**RECORDS SUPPLIED:**
━━━━━━

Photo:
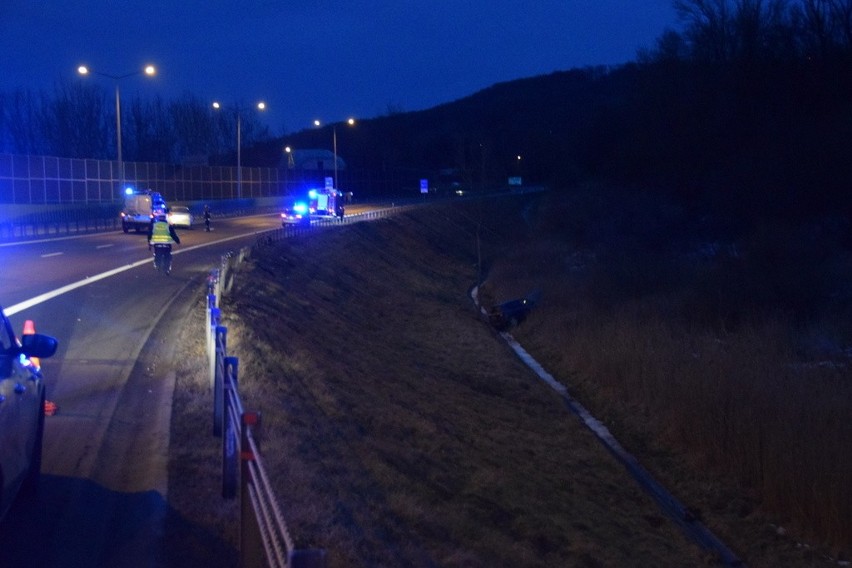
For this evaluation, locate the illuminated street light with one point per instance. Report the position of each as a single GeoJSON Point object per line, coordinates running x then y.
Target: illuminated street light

━━━━━━

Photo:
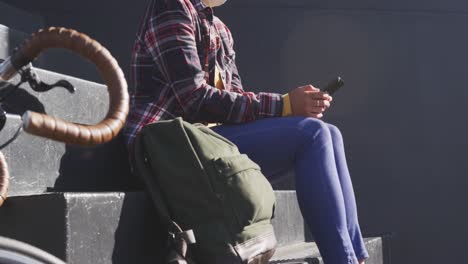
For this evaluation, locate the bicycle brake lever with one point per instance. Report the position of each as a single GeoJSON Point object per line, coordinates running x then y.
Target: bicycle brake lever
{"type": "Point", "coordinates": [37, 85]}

━━━━━━

**REQUIRED TASK:**
Return each line from the entries above that contains the word "bicycle".

**EXERCISE ANSWER:**
For this evaluation, locate the bicycle brake lever with one point per instance. Report the position of each as a single GeoJSON Point object per line, coordinates running x then y.
Target: bicycle brake lever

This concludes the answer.